═════ Page ═════

It was a similar story for Credo, a for-profit phone company that supports progressive causes. As a corporation, it was subject to pre-Citizens United campaign-finance restrictions that prevented it from spending money on campaigns. But this election cycle, the company formed a super PAC and targeted 10 vulnerable Republican congressional incumbents with an intensive, volunteer-based campaign of field organizing in their districts. Five of them, including firebrand Florida Rep. Allen West, were defeated.

"Allen West raised $17 million, spent $13 million and lost by a couple thousand votes," Becky Bond, political director of Credo Mobile and president of the Credo Super PAC, boasted. "With just a few hundred thousand [dollars], we made the difference."

At first, Bond said, the group worried that its members would recoil from the embrace of Citizens United that the super PAC represented. But they found exactly the opposite. "We got very little blowback at all," she said. "People were very excited that this was our super PAC. People thought the super PAC was super."

Both Workers' Voice and the Credo super PAC focused on ground organizing and eschewed paid advertising. They saw their ability to use data-based, person-to-person campaigning as an asymmetrical advantage against better-funded groups on the right. But another super PAC on the left, Priorities USA, focused on using television ads to discredit Mitt Romney; despite being massively outspent by GOP groups, including the $300 million-plus raised by Karl Rove's Crossroads groups, Priorities has been widely cited for its superior effectiveness. Its ads helped cement the image of Romney as a corporate raider that would prove such a liability in the general election.

═════

• _Request A_
Revise the super PAC passage starting at "Both Workers' Voice" and ending at "the general election.", with "ground organizing" changed to "field organizing".
• _Request B_
Carry the super PAC passage forward from its last sentence.
The entries are not needed.

═════ Given entries ═════

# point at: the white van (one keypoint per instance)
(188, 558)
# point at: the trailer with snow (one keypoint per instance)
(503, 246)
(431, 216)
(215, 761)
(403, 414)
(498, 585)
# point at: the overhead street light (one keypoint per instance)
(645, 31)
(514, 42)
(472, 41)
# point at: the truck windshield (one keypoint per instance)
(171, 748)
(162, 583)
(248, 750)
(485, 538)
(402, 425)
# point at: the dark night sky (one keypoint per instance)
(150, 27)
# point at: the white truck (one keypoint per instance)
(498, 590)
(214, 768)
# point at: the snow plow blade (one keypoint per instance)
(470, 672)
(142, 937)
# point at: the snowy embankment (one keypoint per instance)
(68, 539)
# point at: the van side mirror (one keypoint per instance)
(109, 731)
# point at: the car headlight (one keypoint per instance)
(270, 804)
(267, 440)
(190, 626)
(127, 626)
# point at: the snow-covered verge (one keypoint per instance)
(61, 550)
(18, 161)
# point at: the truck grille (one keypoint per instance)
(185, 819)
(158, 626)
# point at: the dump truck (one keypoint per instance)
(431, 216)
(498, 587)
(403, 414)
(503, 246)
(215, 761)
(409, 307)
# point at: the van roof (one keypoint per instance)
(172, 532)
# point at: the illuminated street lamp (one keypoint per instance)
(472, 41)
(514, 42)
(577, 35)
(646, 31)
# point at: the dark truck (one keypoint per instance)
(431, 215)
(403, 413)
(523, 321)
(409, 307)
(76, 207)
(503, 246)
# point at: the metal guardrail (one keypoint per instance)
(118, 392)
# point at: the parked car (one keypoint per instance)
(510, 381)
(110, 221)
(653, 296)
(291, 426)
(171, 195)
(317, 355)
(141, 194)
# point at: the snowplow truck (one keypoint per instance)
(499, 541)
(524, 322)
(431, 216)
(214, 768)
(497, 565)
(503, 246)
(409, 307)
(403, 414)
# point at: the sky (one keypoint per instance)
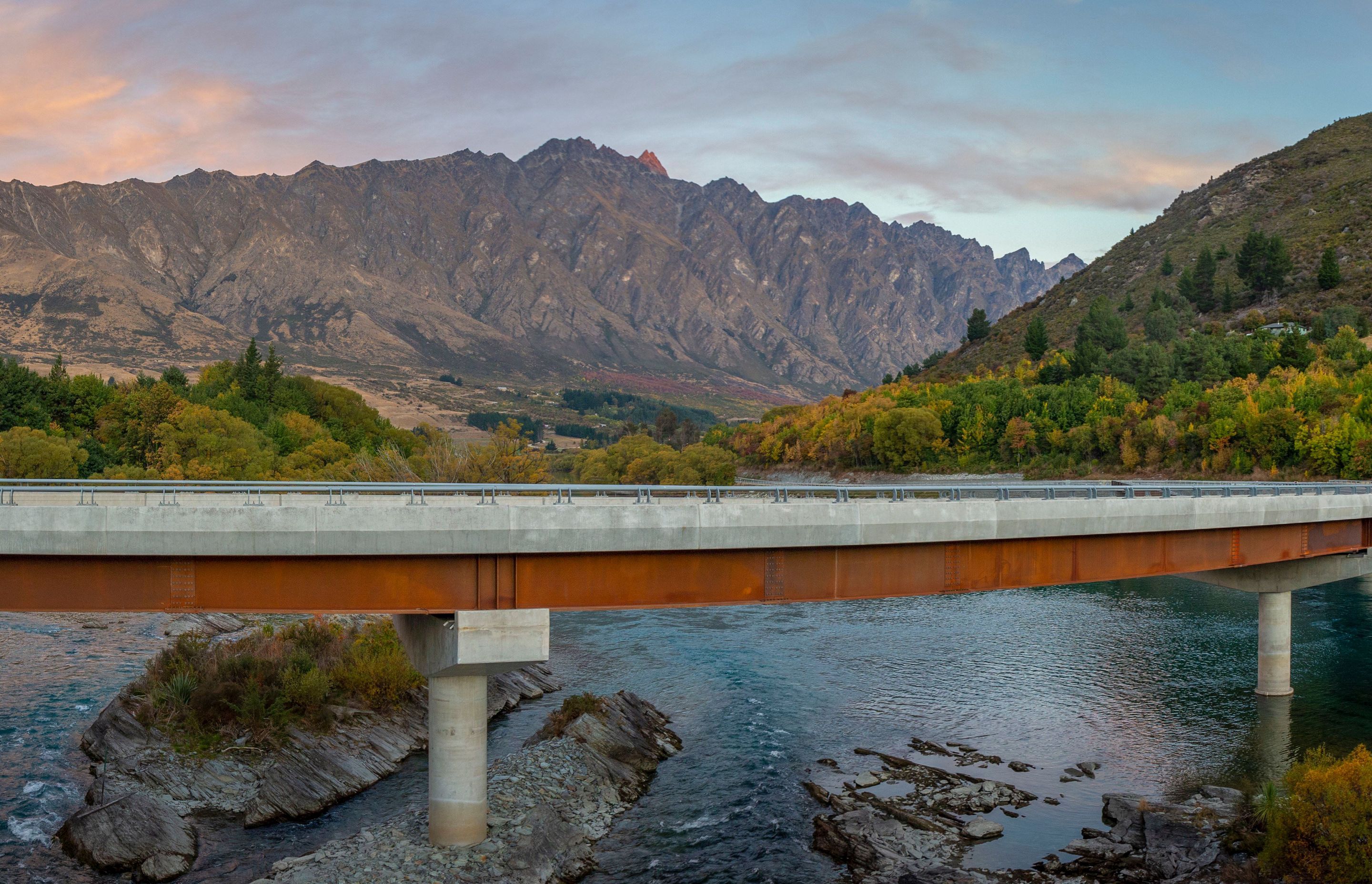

═════

• _Task response A_
Both Workers' Voice and the Credo super PAC focused on field organizing and eschewed paid advertising. They saw their ability to use data-based, person-to-person campaigning as an asymmetrical advantage against better-funded groups on the right. But another super PAC on the left, Priorities USA, focused on using television ads to discredit Mitt Romney; despite being massively outspent by GOP groups, including the $300 million-plus raised by Karl Rove's Crossroads groups, Priorities has been widely cited for its superior effectiveness. Its ads helped cement the image of Romney as a corporate raider that would prove such a liability in the general election.

• _Task response B_
This may be one of the major takeaways of the 2012 campaign: When liberals learned to stop worrying and love Citizens United, they benefited from it more than the conservatives who supported the decision. Nonetheless, they insist they'd still prefer the situation — and the decision — be reversed. "We're against Citizens United. We're trying to overturn it. We would close down every super PAC if we could," Bond said.

But with the current state of affairs in campaign finance looking unlikely to change in the near future, progressives are seeing the silver lining. "Labor obviously has a lot of money," Podhorzer said. "We could have given it to Priorities and the House Majority Fund, and what we would have had on Nov. 7 would be canceled checks."

Instead, in its volunteer-powered super PAC, the union has a standing army. Since Election Day, the members of Workers' Voice have kept up the pressure on potential swing-voting members of Congress, urging them not to compromise on taxes and entitlements in the fiscal-cliff talks.

"What we have now is hundreds of thousands of volunteers and a recognition by a lot of politicians that they need to listen to the people they represent," Podhorzer said. "That's a far better outcome..... That doesn't happen when we write checks, no matter how big."